BEGIN SELECTED TEXT

Because the essential elements of a house are all pretty simple the idea of a rate for each square metre of the floorplan became common with housing developments, particularly in Australia, and the idea spread into the painting trade, producing some very unfortunate consequences for painters because the rate tends to decrease with time and competition rather than increase.
There are surprising regional differences in the rates when comparing similar average houses (for example) and for those engaged in work on this basis a simple analysis is:
(FPA) x (Rate) = amount of money take away the cost of paint and materials
What’s left is the gross earning and this total divided by the time (as in number of hours) taken to paint the job gives you your earning rate. If it’s less than around $62 for each hour spent on the job then the return is less than the average waged painter in full time employment!
Many new houses are painted and decorated on the basis of an inclusive rate per square metre of the floor plan.
For typical new houses with three coat painting systems, a FPA rate for interiors only from upwards of $55 per m2 for average three coat painting systems will mostly achieve this result for good tradespeople. Lesser amounts quickly have you earning peanuts – working longer and longer hours to make a living, and of course complete immersion in this market. Working all sorts of hours also makes it nearly impossible to look for alternative and (hopefully) better painting opportunities
This amount for each square metre of the floorplan gives the cost of interior decoration and the outside painting such as soffits, feature walls etc should be added as additional items.

END SELECTED TEXT
BEGIN SUPPLIED INFORMATION

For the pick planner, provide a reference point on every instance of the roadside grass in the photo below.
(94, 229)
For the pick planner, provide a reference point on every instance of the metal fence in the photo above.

END SUPPLIED INFORMATION

* [YOUR TASKS]:
a - In the text on painting rates per square metre of floor plan, what interior-only rate will mostly give good tradespeople an adequate return on typical new houses with three-coat systems?
b - Write the next part of the text on painting rates per square metre of floor plan, starting after its last sentence.

* [OUTPUTS IN ORDER]:
a - Upwards of $55 per m2.

b -
By using the same basic floor plan area some other information can be rapidly assembled.
Be careful of unit rate prices per m2 of floor plan – check all details!
Many home builders, property developers and project managers offer fixed prices and/or rates for painting work – often at amounts less than reasonable to enable painters to make a decent living.
The business of painting differs from the trade of painting
Learn all you can about these five vital components of the business of painting
To paint anything you need some paint, some tools to prepare and apply the material. This part of painting remains a constant cost and you need money to pay for this portion, so 'a' = materials.
The time spent applying the materials and the amount you earn is the variable part of painting, so 'b' = labour.
Is the total costings of the business of painting and includes insurances, vehicles, telephones, stationery, fees and licences, bank charges, rent etc and is often, for small businesses as much as the total of materials used. 'c' = overheads.
Is the specific cost of each project and includes such items as scaffolding, outwork, travelling accommodation etc and is particular to each job 'd' = establishment.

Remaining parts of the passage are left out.